▸ **WRITTEN TASK**
Rescale the material starting with the line that contains "the yacht cabin" and going on through the line that contains "point(165, 273)", giving every line again with its wording unchanged and each coordinate in the answers multiplied by 2.6 and rounded to a whole number, halves rounded up. Give only these lines.

▸ **EXERCISE INPUT**
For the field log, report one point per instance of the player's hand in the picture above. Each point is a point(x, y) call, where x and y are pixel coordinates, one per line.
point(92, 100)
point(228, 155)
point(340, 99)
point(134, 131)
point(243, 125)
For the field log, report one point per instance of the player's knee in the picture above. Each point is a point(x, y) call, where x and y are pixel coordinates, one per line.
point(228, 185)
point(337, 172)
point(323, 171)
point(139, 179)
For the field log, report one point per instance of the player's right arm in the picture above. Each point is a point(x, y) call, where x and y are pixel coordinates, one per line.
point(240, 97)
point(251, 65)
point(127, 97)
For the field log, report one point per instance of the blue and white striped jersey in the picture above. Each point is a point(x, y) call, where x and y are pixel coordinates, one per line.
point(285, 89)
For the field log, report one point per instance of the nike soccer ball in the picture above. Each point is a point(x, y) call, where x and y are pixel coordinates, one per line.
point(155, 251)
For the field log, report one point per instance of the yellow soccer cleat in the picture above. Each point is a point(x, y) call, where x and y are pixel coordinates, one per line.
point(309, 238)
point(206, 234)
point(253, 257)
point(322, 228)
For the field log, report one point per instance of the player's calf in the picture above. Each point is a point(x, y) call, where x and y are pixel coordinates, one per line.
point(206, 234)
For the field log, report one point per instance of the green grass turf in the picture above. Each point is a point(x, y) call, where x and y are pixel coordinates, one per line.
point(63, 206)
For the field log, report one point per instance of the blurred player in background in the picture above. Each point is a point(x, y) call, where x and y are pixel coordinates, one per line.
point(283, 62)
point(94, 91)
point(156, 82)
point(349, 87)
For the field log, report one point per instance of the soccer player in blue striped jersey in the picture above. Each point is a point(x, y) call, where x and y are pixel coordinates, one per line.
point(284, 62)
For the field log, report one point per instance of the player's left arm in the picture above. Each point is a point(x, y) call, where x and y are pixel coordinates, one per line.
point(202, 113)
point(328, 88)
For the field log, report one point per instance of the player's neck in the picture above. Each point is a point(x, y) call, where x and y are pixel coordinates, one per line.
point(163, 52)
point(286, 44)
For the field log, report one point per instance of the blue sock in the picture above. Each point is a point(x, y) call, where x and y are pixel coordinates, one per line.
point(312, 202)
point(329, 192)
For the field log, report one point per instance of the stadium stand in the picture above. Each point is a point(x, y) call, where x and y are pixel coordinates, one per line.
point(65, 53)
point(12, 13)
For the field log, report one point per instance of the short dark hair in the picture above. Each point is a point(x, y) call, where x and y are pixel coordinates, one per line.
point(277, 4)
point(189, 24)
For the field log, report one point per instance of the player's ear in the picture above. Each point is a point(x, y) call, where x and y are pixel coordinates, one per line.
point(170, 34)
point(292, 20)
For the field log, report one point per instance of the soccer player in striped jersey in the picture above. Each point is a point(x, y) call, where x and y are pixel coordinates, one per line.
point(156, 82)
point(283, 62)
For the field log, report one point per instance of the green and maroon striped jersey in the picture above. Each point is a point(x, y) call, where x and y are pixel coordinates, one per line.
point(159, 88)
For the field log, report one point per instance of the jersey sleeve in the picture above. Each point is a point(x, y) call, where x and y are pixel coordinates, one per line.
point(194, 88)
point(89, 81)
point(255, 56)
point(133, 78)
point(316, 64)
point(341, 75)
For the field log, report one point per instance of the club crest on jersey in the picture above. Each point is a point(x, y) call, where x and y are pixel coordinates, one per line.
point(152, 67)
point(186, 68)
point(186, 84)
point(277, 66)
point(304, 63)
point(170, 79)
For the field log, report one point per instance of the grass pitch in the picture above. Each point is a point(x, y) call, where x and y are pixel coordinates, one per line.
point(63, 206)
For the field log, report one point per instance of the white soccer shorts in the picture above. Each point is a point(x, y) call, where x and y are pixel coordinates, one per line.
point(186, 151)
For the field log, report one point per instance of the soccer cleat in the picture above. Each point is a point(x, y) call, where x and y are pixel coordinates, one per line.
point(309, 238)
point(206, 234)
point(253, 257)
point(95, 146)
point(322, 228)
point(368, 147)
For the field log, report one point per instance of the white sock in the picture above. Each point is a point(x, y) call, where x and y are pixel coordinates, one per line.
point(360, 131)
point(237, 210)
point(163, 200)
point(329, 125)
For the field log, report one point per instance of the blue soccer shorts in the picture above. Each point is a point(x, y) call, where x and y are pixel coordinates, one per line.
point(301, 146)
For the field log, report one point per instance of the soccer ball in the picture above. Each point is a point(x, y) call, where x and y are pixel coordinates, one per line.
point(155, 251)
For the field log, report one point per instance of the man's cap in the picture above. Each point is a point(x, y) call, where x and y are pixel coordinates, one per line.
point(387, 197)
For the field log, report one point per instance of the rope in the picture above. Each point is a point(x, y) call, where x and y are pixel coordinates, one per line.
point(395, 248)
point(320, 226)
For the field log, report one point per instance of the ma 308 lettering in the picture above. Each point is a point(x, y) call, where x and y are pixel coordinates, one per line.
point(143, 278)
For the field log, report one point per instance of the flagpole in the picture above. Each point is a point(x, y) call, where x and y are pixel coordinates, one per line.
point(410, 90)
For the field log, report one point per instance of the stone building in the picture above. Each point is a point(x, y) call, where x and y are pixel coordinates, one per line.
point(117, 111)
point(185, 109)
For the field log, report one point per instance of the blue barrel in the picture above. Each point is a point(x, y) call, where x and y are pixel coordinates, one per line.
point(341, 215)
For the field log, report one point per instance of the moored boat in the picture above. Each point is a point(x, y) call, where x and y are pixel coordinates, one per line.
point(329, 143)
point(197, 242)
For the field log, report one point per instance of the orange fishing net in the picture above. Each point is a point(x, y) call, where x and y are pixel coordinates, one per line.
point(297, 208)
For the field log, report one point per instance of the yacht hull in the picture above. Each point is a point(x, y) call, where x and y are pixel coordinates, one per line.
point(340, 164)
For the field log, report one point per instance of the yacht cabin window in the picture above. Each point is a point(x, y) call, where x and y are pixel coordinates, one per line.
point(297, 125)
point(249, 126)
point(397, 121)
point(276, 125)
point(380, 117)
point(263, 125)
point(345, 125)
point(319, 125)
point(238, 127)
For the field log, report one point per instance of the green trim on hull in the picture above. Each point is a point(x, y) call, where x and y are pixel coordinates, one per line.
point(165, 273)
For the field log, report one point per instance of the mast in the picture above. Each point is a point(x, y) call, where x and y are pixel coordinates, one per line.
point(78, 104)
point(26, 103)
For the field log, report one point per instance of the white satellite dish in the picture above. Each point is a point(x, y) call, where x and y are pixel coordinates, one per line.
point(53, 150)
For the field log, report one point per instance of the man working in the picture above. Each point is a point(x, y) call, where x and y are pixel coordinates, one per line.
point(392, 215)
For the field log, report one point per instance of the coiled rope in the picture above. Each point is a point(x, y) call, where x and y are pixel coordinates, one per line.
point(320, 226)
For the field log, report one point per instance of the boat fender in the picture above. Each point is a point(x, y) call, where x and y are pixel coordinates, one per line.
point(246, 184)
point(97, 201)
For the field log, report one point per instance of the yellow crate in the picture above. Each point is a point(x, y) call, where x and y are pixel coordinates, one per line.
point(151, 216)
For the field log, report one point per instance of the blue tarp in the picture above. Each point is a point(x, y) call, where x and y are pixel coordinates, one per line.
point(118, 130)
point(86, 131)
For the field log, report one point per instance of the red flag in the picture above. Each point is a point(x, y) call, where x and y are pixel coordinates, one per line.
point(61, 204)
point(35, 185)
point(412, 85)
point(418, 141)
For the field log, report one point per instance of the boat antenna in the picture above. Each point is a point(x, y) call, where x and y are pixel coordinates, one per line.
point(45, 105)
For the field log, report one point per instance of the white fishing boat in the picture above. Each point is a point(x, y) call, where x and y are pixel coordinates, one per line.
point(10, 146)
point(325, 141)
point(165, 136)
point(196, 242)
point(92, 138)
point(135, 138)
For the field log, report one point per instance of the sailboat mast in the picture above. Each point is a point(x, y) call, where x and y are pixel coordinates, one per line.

▸ **WRITTEN ANSWER**
For the field log, report one point per instance of the yacht cabin window in the picture above. Each point is a point(x, y) call, where x and y are pixel coordinates, one per line.
point(772, 325)
point(647, 328)
point(1032, 315)
point(718, 325)
point(988, 304)
point(684, 325)
point(897, 325)
point(829, 325)
point(619, 330)
For the field log, report one point per instance of the green trim on hull in the picture above. Each point is a point(x, y) call, where x and y are pixel coordinates, one per line.
point(429, 710)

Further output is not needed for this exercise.